**Stored rows**
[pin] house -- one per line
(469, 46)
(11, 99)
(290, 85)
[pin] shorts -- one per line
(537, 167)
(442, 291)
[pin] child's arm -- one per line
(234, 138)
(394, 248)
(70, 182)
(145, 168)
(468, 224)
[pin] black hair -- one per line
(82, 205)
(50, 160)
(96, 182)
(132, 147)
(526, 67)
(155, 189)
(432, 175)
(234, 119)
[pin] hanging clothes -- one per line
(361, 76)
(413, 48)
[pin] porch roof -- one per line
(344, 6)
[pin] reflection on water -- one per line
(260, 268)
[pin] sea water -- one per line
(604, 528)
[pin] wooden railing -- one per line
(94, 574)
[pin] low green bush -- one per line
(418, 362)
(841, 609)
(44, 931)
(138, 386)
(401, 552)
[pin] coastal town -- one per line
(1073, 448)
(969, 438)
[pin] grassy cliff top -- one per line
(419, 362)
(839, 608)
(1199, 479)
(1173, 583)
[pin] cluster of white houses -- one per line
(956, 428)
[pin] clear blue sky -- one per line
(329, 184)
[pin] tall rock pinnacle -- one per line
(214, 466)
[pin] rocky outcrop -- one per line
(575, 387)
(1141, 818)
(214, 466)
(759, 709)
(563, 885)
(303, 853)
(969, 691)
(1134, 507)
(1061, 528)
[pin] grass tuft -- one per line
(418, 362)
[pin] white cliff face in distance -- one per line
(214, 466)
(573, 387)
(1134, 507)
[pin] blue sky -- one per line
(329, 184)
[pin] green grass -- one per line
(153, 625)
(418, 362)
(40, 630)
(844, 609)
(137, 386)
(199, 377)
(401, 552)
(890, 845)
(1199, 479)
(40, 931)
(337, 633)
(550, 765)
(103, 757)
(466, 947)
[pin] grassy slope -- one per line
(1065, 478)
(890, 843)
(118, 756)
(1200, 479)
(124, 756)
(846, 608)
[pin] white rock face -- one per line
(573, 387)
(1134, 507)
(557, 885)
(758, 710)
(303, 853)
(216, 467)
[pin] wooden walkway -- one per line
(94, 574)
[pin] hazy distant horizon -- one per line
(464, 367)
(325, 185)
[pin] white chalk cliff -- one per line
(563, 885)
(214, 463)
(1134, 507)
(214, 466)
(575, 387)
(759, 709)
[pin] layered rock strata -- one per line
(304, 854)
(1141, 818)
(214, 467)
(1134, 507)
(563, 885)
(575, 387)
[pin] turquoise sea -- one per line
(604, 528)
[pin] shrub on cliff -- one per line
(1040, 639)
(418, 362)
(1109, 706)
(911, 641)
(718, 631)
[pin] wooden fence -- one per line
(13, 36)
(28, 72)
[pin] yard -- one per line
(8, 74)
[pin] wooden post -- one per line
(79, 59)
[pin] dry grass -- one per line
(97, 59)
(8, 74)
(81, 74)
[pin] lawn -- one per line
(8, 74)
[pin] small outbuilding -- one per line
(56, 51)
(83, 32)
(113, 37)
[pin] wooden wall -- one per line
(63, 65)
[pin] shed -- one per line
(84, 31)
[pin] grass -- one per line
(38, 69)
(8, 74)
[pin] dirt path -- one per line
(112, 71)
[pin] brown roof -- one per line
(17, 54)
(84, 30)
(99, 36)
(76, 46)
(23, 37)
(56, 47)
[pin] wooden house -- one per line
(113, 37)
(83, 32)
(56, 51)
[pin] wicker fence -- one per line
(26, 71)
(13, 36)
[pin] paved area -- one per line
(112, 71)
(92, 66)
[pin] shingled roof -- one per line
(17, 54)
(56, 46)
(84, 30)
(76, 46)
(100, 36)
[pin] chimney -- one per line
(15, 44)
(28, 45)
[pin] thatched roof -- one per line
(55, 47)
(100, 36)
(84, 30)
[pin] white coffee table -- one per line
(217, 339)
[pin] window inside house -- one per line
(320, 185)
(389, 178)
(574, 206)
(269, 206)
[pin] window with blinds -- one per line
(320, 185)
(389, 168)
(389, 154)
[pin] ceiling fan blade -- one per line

**Exercise details**
Rewrite all the items above, swapping "green grass" for "lush grass" and leaving every other line untouched.

**Exercise output**
[pin] house -- one per line
(469, 46)
(11, 99)
(290, 85)
[pin] shorts -- one per line
(537, 167)
(442, 291)
[pin] child's arm -- one per line
(234, 138)
(394, 248)
(70, 182)
(145, 168)
(468, 224)
[pin] black hair -- one per line
(82, 205)
(50, 160)
(96, 182)
(132, 147)
(526, 67)
(155, 189)
(432, 175)
(234, 119)
[pin] hanging clothes -- one per line
(361, 76)
(413, 48)
[pin] porch roof -- one per line
(344, 6)
[pin] reflection on water -- one per line
(260, 268)
[pin] sea water -- one per line
(604, 528)
[pin] wooden railing -- one per line
(94, 574)
[pin] low green bush -- one per line
(418, 362)
(841, 609)
(44, 931)
(138, 386)
(401, 552)
[pin] coastal town -- one per line
(1073, 448)
(969, 438)
[pin] grassy cliff top -- one per line
(419, 362)
(839, 608)
(1199, 479)
(1173, 583)
[pin] cluster of white houses -- one per line
(956, 428)
[pin] clear blue sky -- one per line
(329, 184)
[pin] tall rock pinnacle -- one per line
(214, 466)
[pin] rocky outcrop -- one per line
(575, 387)
(1141, 818)
(214, 466)
(759, 709)
(563, 885)
(303, 853)
(969, 691)
(1134, 507)
(1061, 528)
[pin] grass tuft -- one per line
(418, 362)
[pin] white cliff face in distance -- one per line
(214, 466)
(573, 387)
(1134, 507)
[pin] blue sky -- one per line
(329, 184)
[pin] lush grass -- one per line
(153, 625)
(418, 362)
(40, 630)
(844, 609)
(137, 386)
(199, 377)
(401, 552)
(890, 845)
(1199, 479)
(40, 931)
(337, 633)
(550, 765)
(103, 757)
(466, 947)
[pin] grassy slope -- one per line
(1065, 478)
(890, 843)
(118, 756)
(1200, 479)
(124, 756)
(846, 608)
[pin] white rock face -- one per line
(573, 387)
(1134, 507)
(557, 885)
(758, 710)
(303, 853)
(216, 467)
[pin] wooden walkway -- one per line
(94, 574)
[pin] hazy distant horizon -- one per line
(464, 367)
(325, 185)
[pin] white chalk cliff -- one per line
(563, 885)
(214, 463)
(1134, 507)
(214, 466)
(575, 387)
(759, 709)
[pin] layered rock strata -- one per line
(304, 854)
(1141, 818)
(214, 467)
(1134, 507)
(563, 885)
(575, 387)
[pin] turquoise sea -- one per line
(604, 528)
[pin] shrub on cliff -- one per line
(1040, 639)
(418, 362)
(1109, 706)
(911, 641)
(718, 631)
[pin] wooden fence -- one per line
(13, 36)
(28, 72)
[pin] yard -- one per line
(8, 74)
[pin] wooden post -- one per line
(79, 59)
[pin] dry grass -- one per line
(97, 59)
(8, 74)
(81, 74)
[pin] lawn -- one per line
(8, 74)
[pin] small outbuilding -- one per line
(56, 51)
(83, 32)
(113, 37)
[pin] wooden wall -- one per line
(63, 65)
[pin] shed -- one per line
(84, 31)
[pin] grass -- one per line
(38, 69)
(8, 74)
[pin] dirt path -- one per line
(112, 71)
[pin] brown roof -- one per line
(17, 54)
(84, 30)
(99, 36)
(76, 46)
(23, 37)
(56, 47)
[pin] wooden house -- one per line
(113, 37)
(83, 32)
(56, 51)
[pin] wicker fence -- one per line
(26, 71)
(13, 36)
[pin] paved area -- one per line
(112, 71)
(92, 66)
[pin] shingled roof -- one per line
(17, 54)
(56, 46)
(84, 30)
(76, 46)
(100, 36)
[pin] chimney -- one per line
(15, 44)
(28, 45)
[pin] thatched roof -- one per line
(55, 47)
(100, 36)
(84, 30)
[pin] white coffee table -- one per line
(217, 339)
[pin] window inside house -- one per line
(320, 185)
(389, 178)
(574, 206)
(269, 206)
[pin] window with blinds -- one per line
(320, 185)
(389, 168)
(389, 154)
[pin] ceiling fan blade -- one per line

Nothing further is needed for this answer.